El riesgo de muerte en las primeras semanas de vida está estrechamente relacionado con las deficiencias en los sistemas de salud y con la pobreza. ¿Qué está haciéndose al respecto? ¿Cuáles son los principales desafíos?

Las dos primeras décadas del siglo XXI están caracterizándose por una verdadera revolución biosanitaria, que se ha traducido en avances inéditos y asombrosos en los indicadores globales de salud, particularmente en lo que respecta a la mortalidad infantil. De hecho, nunca en la historia de la humanidad las posibilidades de sobrevivir de un recién nacido en este planeta han sido mayores que las que observamos hoy. Para nuestra fortuna, la mortalidad infantil en los países ricos se ha convertido en un hecho prácticamente anecdótico, y el número de muertes prematuras en la edad infantil ha ido menguando a nivel global de forma progresiva y constante, pasando de los más de 17 millones de muertes anuales al principio de los 70 a los menos de 6 millones actuales, o lo que es lo mismo, menos del 5% de los aproximadamente 130 millones de nacimientos anuales.

Estos impresionantes progresos, sin precedentes en la historia de la humanidad, son el resultado de circunstancias excepcionales y de la suma de muchos esfuerzos a escala nacional e internacional. Sin embargo, los avances pueden explicarse en gran medida gracias al efecto catalizador del establecimiento en 2000 de los Objetivos de Desarrollo del Milenio (ODM), una serie de metas ambiciosas acordadas por los gobiernos de los 191 países miembros de Naciones Unidas diseñadas para luchar de forma global contra la pobreza, el hambre, la enfermedad, el analfabetismo, la degradación medioambiental y la discriminación de género.

En relación a la mortalidad infantil, muchos países consiguieron reducirla en el periodo entre 1990 y 2015 en un mínimo de dos tercios en relación a los indicadores, tal y como estipulaba el ODM número 4, aunque el objetivo a nivel global no fuese alcanzado y el progreso fuera desigual según las zonas geográficas. El empuje y tracción resultante de los ODM para disminuir las muertes infantiles ha sido relevado por los más recientes Objetivos de Desarrollo Sostenible (ODS), y en concreto por el ODS 3.2, que propone una nueva meta si cabe aún más ambiciosa para 2030, lo que debería ser entendido como una nueva oportunidad para salvar millones de vidas.

Es importante destacar que esta tan aplaudida mejoría en la supervivencia infantil ofrece unos matices importantes. Desde un punto de vista geográfico y socioeconómico, y a pesar de que las reducciones se han visto confirmadas en todos los continentes, es cierto que estas disminuciones han sido mucho más modestas en países de baja o media renta, y en particular en el continente africano, donde las cifras de muertes prematuras en niños siguen siendo descorazonadoras. No es ninguna coincidencia que casi un 99% de las muertes infantiles se circunscriban a estos entornos, un recordatorio estridente de las muchas inequidades que influencian la salud global.
····················
• Instrucciones
• a. Según el texto sobre la mortalidad infantil, ¿contra qué males se diseñaron los Objetivos de Desarrollo del Milenio? Anótalos todos.
• b. Extrae palabra por palabra del texto sobre la mortalidad infantil el fragmento que empieza con "En relación a la" y sigue hasta "millones de vidas.".
Responde basándote únicamente en el texto.
····················
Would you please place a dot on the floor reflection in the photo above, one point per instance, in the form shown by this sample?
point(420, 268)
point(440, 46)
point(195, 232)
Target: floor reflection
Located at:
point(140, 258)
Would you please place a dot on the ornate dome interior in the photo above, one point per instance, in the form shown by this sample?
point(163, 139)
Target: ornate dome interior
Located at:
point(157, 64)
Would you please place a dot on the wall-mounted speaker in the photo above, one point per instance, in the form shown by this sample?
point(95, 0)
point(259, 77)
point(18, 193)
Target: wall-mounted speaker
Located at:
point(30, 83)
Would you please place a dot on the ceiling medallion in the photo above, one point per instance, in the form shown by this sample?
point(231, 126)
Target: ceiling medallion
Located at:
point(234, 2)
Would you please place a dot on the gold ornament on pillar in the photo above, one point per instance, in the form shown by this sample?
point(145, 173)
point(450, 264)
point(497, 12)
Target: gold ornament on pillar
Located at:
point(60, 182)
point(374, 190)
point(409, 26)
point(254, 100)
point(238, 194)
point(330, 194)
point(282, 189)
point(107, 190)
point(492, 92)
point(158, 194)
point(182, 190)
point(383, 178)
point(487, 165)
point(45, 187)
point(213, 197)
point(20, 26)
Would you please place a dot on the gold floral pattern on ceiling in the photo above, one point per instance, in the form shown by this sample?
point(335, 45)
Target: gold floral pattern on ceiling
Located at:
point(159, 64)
····················
• Respuestas
• a.
- La pobreza
- El hambre
- La enfermedad
- El analfabetismo
- La degradación medioambiental
- La discriminación de género

• b.
En relación a la mortalidad infantil, muchos países consiguieron reducirla en el periodo entre 1990 y 2015 en un mínimo de dos tercios en relación a los indicadores, tal y como estipulaba el ODM número 4, aunque el objetivo a nivel global no fuese alcanzado y el progreso fuera desigual según las zonas geográficas. El empuje y tracción resultante de los ODM para disminuir las muertes infantiles ha sido relevado por los más recientes Objetivos de Desarrollo Sostenible (ODS), y en concreto por el ODS 3.2, que propone una nueva meta si cabe aún más ambiciosa para 2030, lo que debería ser entendido como una nueva oportunidad para salvar millones de vidas.